Data listing
______

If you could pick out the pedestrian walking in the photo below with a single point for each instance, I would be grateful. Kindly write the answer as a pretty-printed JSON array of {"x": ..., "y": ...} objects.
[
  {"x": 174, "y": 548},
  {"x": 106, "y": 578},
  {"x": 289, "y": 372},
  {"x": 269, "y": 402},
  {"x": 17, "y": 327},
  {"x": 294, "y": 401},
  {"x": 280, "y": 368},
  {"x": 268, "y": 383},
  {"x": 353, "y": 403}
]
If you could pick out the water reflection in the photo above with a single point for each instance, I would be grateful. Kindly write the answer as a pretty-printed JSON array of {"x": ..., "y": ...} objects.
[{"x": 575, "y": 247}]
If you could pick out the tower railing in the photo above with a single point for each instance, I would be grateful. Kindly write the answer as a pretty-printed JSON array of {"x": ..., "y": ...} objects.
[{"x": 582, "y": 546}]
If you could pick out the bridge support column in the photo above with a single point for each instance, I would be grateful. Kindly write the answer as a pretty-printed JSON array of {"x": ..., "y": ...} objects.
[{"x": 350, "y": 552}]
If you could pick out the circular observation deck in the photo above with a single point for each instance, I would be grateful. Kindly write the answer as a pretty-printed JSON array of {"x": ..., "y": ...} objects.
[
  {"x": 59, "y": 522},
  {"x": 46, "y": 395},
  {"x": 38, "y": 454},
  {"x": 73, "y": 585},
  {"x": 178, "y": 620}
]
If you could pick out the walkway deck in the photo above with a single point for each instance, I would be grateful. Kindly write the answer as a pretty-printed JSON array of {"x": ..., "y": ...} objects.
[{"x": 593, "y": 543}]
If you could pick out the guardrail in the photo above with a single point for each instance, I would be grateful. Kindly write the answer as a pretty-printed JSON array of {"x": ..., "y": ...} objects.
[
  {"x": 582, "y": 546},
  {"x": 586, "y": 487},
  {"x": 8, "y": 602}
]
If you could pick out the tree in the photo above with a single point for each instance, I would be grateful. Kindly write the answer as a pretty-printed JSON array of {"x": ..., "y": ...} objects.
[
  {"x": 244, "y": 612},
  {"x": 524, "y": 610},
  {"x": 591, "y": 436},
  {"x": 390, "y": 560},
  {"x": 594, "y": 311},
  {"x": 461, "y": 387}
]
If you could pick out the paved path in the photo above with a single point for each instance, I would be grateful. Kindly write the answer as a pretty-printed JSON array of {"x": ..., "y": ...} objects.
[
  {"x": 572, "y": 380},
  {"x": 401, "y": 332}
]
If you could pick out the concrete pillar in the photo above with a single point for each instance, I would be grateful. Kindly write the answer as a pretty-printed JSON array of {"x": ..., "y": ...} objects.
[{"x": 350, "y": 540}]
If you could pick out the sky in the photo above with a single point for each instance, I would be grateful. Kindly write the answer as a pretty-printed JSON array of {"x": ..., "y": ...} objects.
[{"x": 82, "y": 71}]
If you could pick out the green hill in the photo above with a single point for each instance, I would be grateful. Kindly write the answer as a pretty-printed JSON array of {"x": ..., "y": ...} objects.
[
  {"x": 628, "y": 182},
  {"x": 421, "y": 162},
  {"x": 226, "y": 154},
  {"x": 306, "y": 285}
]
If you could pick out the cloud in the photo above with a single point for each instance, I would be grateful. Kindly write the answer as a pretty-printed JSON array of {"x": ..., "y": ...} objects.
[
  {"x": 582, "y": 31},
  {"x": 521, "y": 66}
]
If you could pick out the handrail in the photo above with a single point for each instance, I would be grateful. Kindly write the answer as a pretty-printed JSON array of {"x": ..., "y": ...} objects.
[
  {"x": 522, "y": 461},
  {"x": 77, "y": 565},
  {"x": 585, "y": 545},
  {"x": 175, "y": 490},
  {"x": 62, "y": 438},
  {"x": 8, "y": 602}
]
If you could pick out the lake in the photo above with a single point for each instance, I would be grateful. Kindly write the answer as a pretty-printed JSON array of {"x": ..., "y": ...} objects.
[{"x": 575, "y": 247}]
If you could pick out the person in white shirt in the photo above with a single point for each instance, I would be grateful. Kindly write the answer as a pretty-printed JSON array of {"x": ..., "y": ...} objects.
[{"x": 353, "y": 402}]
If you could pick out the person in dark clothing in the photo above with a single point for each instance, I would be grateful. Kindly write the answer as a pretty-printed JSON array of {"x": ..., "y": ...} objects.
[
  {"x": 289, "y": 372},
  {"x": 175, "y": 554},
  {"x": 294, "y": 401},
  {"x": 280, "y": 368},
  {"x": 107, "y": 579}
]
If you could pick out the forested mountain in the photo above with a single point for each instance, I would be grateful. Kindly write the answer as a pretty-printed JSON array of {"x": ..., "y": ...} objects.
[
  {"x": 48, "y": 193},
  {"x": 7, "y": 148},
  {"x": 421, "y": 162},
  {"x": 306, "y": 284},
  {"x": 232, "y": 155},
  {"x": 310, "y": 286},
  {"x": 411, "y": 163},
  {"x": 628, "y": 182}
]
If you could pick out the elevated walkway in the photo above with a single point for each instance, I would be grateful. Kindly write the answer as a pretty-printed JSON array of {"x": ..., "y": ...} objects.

______

» Written exercise:
Rewrite every item in the data listing, replacing "a single point" with "one point" and leaving everything else unchanged.

» Exercise output:
If you could pick out the pedestrian walking in the photo below with one point for each instance, I would be grateful. Kindly write the answer as a pretty-printed JSON array of {"x": ..., "y": ...} objects.
[
  {"x": 174, "y": 548},
  {"x": 106, "y": 578},
  {"x": 289, "y": 372},
  {"x": 269, "y": 402},
  {"x": 17, "y": 327},
  {"x": 294, "y": 401},
  {"x": 280, "y": 368},
  {"x": 268, "y": 383},
  {"x": 353, "y": 403}
]
If you could pick out the water reflection in the photo above with one point for each instance, I would be grateful. Kindly write the answer as a pretty-printed JSON array of {"x": ..., "y": ...} objects.
[{"x": 575, "y": 247}]
If you could pick out the tower railing in the photo above with one point for each instance, I would be grateful. Kindly write the answer as a pretty-printed JSON array of {"x": ..., "y": ...} objects.
[{"x": 582, "y": 546}]
If you could pick out the bridge support column in the photo above with one point for each instance, I would be grateful. Kindly write the answer as a pretty-printed JSON array of {"x": ..., "y": ...} objects.
[{"x": 350, "y": 552}]
If you could pick out the circular observation deck in the photo above with one point for each instance, I would be grateful. Kindly write the answer as a pretty-printed JSON array of {"x": ..., "y": ...} objects.
[
  {"x": 59, "y": 522},
  {"x": 46, "y": 395},
  {"x": 38, "y": 454},
  {"x": 73, "y": 585},
  {"x": 178, "y": 620}
]
If you could pick out the walkway deck in the photo above with one point for each instance, I would be grateful. Kindly write the answer as a pretty-printed JSON array of {"x": ..., "y": ...} objects.
[{"x": 593, "y": 543}]
If you could pick out the guardrail in the photo above with one point for each instance, I would be grateful. Kindly write the answer as a pretty-printed JSON array of {"x": ..., "y": ...} objects.
[
  {"x": 582, "y": 546},
  {"x": 586, "y": 487},
  {"x": 8, "y": 602}
]
If you could pick out the tree in the photo above with one point for each instance, I would be grateful. Kindly write the answer as a pretty-printed JSON array of {"x": ..., "y": ...} objects.
[
  {"x": 244, "y": 612},
  {"x": 524, "y": 610},
  {"x": 591, "y": 436},
  {"x": 390, "y": 560},
  {"x": 594, "y": 311},
  {"x": 461, "y": 387}
]
If you could pick out the paved path in the photo above with one point for each instance, I would be grateful. Kindly write the answer as a pretty-printed JSON array of {"x": ..., "y": ...} objects.
[
  {"x": 572, "y": 380},
  {"x": 401, "y": 332}
]
If you could pick out the concrete pillar in the photo above with one point for each instance, I would be grateful. Kindly write the answer as a pretty-printed JSON array of {"x": ..., "y": ...} objects.
[{"x": 350, "y": 540}]
If you could pick out the sky in the photo above with one point for each instance, I would be grateful. Kindly write the answer as a pretty-printed JSON array of {"x": ..., "y": ...} objects.
[{"x": 82, "y": 71}]
If you could pick out the green hill in the photo above with one point for each instance, I would be grateful. Kindly write the answer as a pretty-printed JSON array of {"x": ..., "y": ...} objects.
[
  {"x": 628, "y": 182},
  {"x": 421, "y": 162},
  {"x": 226, "y": 154},
  {"x": 306, "y": 285}
]
If you could pick out the cloud in the photo above with one point for each instance, I would be grateful. Kindly write the answer as a pretty-printed JSON array of {"x": ..., "y": ...} objects.
[
  {"x": 582, "y": 31},
  {"x": 521, "y": 66}
]
If you could pick out the handrail in the photo above with one point for each instance, I would be grateful. Kindly write the answer as a pretty-printed JSON array of {"x": ..., "y": ...} objects.
[
  {"x": 522, "y": 461},
  {"x": 77, "y": 565},
  {"x": 585, "y": 545},
  {"x": 175, "y": 490},
  {"x": 62, "y": 438},
  {"x": 8, "y": 602}
]
If you could pick out the lake in the photo above with one point for each instance, I would be grateful. Kindly write the answer as a pretty-printed JSON array of {"x": ..., "y": ...} objects.
[{"x": 575, "y": 247}]
If you could pick out the person in white shirt in the photo above with one point for each instance, I would be grateful. Kindly write the answer as a pretty-printed JSON array of {"x": ..., "y": ...} objects.
[{"x": 353, "y": 402}]
If you could pick out the person in dark clothing in the photo above with one point for each instance, I would be grateful. Kindly write the answer as a pretty-printed JSON array of {"x": ..., "y": ...} objects.
[
  {"x": 289, "y": 372},
  {"x": 175, "y": 554},
  {"x": 294, "y": 401},
  {"x": 280, "y": 368},
  {"x": 107, "y": 579}
]
If you could pick out the forested mountain in the photo above with one point for each instance, I would be grateful. Kindly write the answer as a pretty-printed JSON array of {"x": ..., "y": ...} objects.
[
  {"x": 48, "y": 193},
  {"x": 7, "y": 148},
  {"x": 421, "y": 162},
  {"x": 306, "y": 284},
  {"x": 232, "y": 155},
  {"x": 310, "y": 286},
  {"x": 411, "y": 163},
  {"x": 628, "y": 182}
]
If you could pick out the elevated walkway in the photo above with one point for each instance, I would be grateful. Kindly write the answer as a pretty-printed JSON array of {"x": ..., "y": ...} objects.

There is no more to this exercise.